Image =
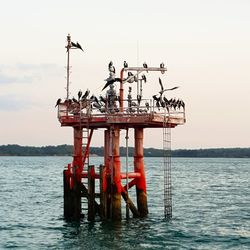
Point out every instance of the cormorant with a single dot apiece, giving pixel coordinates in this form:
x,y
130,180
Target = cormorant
x,y
111,67
162,89
79,94
145,65
102,99
125,64
85,95
74,100
58,102
111,82
76,45
144,78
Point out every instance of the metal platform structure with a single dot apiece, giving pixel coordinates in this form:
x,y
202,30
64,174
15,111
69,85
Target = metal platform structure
x,y
115,115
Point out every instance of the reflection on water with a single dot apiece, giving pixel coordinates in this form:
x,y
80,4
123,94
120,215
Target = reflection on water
x,y
210,208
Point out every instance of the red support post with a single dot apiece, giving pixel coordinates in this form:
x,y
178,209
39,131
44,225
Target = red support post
x,y
116,175
141,191
121,91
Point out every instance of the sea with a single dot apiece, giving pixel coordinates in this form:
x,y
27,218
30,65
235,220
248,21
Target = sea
x,y
211,207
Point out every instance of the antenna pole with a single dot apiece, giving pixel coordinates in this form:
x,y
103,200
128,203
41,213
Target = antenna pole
x,y
68,49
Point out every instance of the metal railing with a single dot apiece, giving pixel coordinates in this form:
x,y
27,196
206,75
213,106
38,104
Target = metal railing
x,y
132,108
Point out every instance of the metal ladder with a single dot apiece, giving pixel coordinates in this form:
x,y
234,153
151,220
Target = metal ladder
x,y
167,169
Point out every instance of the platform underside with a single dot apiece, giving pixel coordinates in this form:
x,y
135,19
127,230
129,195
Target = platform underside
x,y
150,120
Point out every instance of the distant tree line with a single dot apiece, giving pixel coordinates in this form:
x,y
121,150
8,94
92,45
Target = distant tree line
x,y
66,150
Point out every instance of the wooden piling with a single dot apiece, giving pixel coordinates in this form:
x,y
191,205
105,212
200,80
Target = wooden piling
x,y
91,193
103,192
72,198
141,192
116,175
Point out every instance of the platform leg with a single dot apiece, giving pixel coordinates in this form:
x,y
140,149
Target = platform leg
x,y
91,193
72,199
116,176
141,192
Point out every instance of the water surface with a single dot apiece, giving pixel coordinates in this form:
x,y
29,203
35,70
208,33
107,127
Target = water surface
x,y
211,207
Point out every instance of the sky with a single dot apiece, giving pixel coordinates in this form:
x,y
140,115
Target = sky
x,y
204,44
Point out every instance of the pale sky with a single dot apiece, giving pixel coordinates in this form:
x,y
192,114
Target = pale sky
x,y
204,44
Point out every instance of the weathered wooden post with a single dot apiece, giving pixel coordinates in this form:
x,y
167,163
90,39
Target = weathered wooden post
x,y
141,192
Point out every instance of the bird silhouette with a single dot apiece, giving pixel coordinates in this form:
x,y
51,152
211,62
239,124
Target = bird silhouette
x,y
162,89
79,94
125,64
58,102
111,67
74,100
162,67
145,66
85,95
76,45
144,78
111,82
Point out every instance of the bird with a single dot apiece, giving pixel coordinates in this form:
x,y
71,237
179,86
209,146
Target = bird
x,y
111,67
102,99
145,66
130,77
58,102
93,98
162,89
77,46
79,94
85,95
74,100
111,82
157,99
139,99
125,64
162,67
144,78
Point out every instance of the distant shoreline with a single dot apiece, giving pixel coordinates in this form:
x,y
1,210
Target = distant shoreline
x,y
66,150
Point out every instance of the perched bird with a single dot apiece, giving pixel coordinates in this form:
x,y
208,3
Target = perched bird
x,y
162,89
162,66
74,100
79,94
111,82
111,67
76,45
86,94
58,102
144,78
157,99
139,99
93,98
145,66
102,99
125,64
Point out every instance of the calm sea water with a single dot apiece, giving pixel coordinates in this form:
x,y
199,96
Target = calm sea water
x,y
211,208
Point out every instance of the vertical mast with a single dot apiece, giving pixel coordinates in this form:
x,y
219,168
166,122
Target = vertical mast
x,y
68,49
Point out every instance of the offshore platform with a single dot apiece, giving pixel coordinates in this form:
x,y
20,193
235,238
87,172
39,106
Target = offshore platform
x,y
114,113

## EXERCISE DETAILS
Please write out every record above exactly, but leave the pictures out.

## COMPLETED TASK
Image =
Point out every instance of the cormorant with a single dot apiece, giving pixel coordinates in this form:
x,y
130,180
Target = cormorant
x,y
111,67
162,89
79,94
145,65
102,99
125,64
85,95
74,100
58,102
111,82
76,45
144,78
Point out every instance of the metal platform structure with a single dot apiece, giving pixel coordinates in this form:
x,y
202,30
64,174
15,111
69,85
Target = metal platform structure
x,y
115,115
Point out every instance of the reflection on water with a single dot apiece, giving pixel coordinates in this form:
x,y
80,4
123,94
120,215
Target = reflection on water
x,y
210,208
Point out every instance of the red support post with a single dot apiece, giving pixel coordinates in this form:
x,y
178,209
39,131
44,225
Target = red support post
x,y
116,175
141,191
121,91
Point out every instance of the sea with a single dot apiece, giving pixel coordinates in this form:
x,y
27,218
30,65
235,220
248,21
Target = sea
x,y
211,207
Point out every instance of the antenna pole with a single dot apiece, giving pixel coordinates in this form:
x,y
103,200
128,203
41,213
Target = antenna pole
x,y
68,49
Point out every instance of the metal railing with a single dot apiece, giving pixel coordinates in this form:
x,y
27,196
206,75
213,106
38,104
Target = metal railing
x,y
132,108
Point out every instance of the metal ladder with a single dot apiece, giving pixel coordinates in this form:
x,y
234,153
151,220
Target = metal ladder
x,y
167,169
Point out every instance of the platform underside with a single dot apiece, giving pixel coordinates in this form:
x,y
135,19
127,230
129,195
Target = platform underside
x,y
150,120
Point out every instance of the distant tree line with a single dot apiece, giving pixel coordinates in this form:
x,y
121,150
8,94
92,45
Target = distant tree line
x,y
66,150
Point out every instance of the wooden piling with a single dot apiece, giving pixel coordinates in this form:
x,y
191,205
105,212
200,80
Target = wooden piling
x,y
91,193
103,192
72,198
141,192
116,175
Point out every instance of the platform leg with a single dot apiece, giving pixel coordinates in this form:
x,y
140,149
Target = platform leg
x,y
91,193
72,199
116,176
141,192
Point out every instance of the water surface with a single dot apiece, giving pixel coordinates in this form:
x,y
29,203
35,70
208,33
107,127
Target = water surface
x,y
211,207
Point out every instance of the sky with a single dot apiece, giving pixel coordinates in this form:
x,y
140,115
Target = sky
x,y
204,44
Point out every instance of the pale sky with a single dot apiece, giving pixel coordinates in this form:
x,y
192,114
Target = pale sky
x,y
204,44
Point out every instance of the weathered wooden post with a single dot apiece, giving pixel coordinates in this form:
x,y
167,163
90,39
Target = weathered wooden post
x,y
141,192
Point out every instance of the bird silhouette with a single dot apiece, giving pixel coordinates in this form:
x,y
51,152
211,62
239,124
Target = bird silhouette
x,y
162,89
79,94
125,64
58,102
111,67
74,100
162,67
145,66
85,95
76,45
144,78
111,82
Point out every instance of the bird with a single dot apiece, giving pixel coordinates in this form:
x,y
71,237
179,86
209,146
Target = bird
x,y
111,67
102,99
145,66
130,77
58,102
93,98
162,89
77,46
79,94
85,95
74,100
111,82
157,99
139,99
125,64
162,67
144,78
Point out every instance of the distant shoreline with a single dot apiece, giving pixel coordinates in this form:
x,y
1,210
Target = distant shoreline
x,y
66,150
Point out every instance of the perched bird with a single dot apiece, giving pixel coordinates in this form:
x,y
208,3
Target = perched bird
x,y
162,89
162,66
74,100
79,94
111,82
111,67
76,45
86,94
58,102
144,78
157,99
139,99
93,98
145,66
102,99
125,64
Point out every instance of the calm sea water with a single dot apiece, giving pixel coordinates in this form:
x,y
199,96
Target = calm sea water
x,y
211,208
Point out every instance of the vertical mast with a single dot apiece, giving pixel coordinates in this form:
x,y
219,168
166,122
Target = vertical mast
x,y
68,49
Point out every instance of the offshore platform with a single dot apiece, giving pixel coordinates in this form:
x,y
20,193
235,238
87,172
39,106
Target = offshore platform
x,y
114,113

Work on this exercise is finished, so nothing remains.